## Stated exercise
Render the material below, starting with the line with "Question: Can you identify the bounding box of the crape" and going on through the line with "[450,101,467,119]", as a two-column CSV with columns named request and answer, one row for each request holding its text and its answer. Put each value in a single quoted field, turning any line breaks into spaces.
——
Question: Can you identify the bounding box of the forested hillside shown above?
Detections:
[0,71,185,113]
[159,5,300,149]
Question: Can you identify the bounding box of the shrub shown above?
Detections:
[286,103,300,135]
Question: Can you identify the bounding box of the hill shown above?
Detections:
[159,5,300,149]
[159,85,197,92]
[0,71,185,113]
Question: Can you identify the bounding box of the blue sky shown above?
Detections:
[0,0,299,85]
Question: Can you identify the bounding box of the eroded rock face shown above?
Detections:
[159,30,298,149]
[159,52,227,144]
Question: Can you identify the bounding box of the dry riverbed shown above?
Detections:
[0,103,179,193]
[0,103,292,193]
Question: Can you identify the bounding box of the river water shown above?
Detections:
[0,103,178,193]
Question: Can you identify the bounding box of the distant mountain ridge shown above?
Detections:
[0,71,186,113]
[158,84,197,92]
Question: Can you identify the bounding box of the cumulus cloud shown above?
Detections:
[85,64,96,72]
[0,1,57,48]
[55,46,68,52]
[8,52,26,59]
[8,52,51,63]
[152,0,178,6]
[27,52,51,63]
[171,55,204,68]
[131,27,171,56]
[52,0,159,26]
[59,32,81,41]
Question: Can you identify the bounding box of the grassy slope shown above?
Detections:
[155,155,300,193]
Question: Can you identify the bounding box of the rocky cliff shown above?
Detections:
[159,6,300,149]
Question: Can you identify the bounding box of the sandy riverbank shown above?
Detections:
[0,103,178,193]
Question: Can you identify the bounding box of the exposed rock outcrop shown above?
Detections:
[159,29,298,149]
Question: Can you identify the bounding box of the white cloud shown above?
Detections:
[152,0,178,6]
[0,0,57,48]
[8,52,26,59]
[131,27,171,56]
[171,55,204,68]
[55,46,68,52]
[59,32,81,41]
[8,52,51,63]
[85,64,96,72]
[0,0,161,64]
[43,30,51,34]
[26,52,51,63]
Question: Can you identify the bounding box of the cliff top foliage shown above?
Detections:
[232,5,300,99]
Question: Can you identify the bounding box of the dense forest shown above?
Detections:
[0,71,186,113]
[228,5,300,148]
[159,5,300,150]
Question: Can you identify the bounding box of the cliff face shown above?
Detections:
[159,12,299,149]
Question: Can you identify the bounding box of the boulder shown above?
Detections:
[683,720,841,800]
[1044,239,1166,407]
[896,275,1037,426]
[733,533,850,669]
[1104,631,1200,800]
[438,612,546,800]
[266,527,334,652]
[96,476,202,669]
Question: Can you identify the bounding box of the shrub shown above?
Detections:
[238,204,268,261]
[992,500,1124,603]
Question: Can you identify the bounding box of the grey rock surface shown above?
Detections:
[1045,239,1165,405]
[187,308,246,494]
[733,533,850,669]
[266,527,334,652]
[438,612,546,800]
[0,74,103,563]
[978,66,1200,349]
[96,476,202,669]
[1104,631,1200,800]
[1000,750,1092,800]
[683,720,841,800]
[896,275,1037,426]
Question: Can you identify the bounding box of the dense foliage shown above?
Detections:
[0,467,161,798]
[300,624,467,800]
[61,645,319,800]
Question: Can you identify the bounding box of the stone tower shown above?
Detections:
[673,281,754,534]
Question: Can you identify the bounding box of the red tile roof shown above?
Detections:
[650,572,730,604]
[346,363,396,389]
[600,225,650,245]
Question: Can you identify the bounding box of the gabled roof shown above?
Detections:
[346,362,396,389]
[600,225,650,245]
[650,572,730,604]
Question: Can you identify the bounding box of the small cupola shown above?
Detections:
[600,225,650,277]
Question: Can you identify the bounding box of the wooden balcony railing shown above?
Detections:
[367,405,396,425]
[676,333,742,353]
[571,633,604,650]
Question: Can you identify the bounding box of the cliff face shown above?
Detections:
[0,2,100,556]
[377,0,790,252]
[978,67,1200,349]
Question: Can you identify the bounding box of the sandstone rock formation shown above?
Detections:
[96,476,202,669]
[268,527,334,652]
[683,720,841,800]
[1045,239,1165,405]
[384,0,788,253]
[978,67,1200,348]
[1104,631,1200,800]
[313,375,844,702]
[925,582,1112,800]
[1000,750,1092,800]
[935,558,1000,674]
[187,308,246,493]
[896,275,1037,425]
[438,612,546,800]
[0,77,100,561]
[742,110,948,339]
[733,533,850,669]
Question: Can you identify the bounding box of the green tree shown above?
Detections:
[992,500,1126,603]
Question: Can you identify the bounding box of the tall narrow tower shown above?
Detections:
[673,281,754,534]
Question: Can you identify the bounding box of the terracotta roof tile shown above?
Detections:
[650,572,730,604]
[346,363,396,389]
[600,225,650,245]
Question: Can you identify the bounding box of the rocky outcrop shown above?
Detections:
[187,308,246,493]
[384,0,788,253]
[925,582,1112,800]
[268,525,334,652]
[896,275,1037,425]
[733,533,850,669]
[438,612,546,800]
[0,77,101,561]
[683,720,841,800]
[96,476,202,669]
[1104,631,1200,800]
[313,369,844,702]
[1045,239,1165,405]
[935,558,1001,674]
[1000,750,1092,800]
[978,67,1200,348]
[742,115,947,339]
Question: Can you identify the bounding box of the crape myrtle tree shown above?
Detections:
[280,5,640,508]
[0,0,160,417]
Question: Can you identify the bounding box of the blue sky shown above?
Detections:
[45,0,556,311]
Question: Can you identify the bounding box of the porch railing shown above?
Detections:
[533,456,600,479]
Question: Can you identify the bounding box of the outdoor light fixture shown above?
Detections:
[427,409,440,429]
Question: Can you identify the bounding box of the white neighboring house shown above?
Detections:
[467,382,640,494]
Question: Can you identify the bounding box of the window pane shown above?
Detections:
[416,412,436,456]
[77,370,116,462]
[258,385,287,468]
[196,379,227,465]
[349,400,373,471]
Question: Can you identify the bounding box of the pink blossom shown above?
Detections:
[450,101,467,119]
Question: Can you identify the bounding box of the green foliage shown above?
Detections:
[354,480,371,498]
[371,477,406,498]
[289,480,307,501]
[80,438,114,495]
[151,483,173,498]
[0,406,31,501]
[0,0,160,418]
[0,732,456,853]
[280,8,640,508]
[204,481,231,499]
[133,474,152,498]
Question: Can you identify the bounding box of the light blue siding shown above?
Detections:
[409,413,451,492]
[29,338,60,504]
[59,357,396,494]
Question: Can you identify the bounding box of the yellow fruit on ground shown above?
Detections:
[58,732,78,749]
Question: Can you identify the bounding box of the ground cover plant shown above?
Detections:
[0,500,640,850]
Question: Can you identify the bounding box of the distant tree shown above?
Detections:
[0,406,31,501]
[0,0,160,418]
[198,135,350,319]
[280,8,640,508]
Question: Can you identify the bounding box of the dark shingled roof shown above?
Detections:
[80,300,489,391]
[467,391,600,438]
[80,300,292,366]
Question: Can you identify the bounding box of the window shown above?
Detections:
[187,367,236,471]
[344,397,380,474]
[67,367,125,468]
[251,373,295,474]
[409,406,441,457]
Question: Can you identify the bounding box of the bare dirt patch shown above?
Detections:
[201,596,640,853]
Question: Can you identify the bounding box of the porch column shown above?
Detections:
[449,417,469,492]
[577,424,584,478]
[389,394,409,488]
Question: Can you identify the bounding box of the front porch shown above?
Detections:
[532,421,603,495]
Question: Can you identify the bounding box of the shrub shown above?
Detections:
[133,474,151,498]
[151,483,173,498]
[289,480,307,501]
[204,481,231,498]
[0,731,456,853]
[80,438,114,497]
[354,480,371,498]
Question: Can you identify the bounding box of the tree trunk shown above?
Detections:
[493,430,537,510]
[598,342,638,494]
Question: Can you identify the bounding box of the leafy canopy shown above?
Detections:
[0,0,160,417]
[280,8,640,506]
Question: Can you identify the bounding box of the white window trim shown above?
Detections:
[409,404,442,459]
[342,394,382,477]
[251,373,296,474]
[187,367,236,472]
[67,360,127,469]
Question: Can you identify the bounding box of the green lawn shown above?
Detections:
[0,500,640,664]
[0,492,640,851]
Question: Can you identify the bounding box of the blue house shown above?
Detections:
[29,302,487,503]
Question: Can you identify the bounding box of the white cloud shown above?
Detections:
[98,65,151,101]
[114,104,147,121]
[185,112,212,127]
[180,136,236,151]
——
## Answer to the task
request,answer
"Question: Can you identify the bounding box of the crape myrtle tree shown above? Detections:","[280,5,640,508] [0,0,160,417]"
"Question: Can you identify the bounding box of the blue sky shown above? Detections:","[45,0,556,311]"
"Question: Can you identify the bounding box of the porch railing shown above? Detections:","[533,456,600,479]"
"Question: Can you identify the bounding box of the outdoor light fixture shown above? Detections:","[427,409,440,429]"
"Question: Can you identify the bounding box of the white neighboring house shown above? Detections:","[467,382,640,494]"
"Question: Can you identify the bounding box of the window pane shown above? Detections:","[416,412,436,456] [77,370,116,462] [258,385,287,468] [196,379,227,465] [349,400,373,471]"
"Question: Can you identify the bounding box of the pink blossom shown above? Detections:","[450,101,467,119]"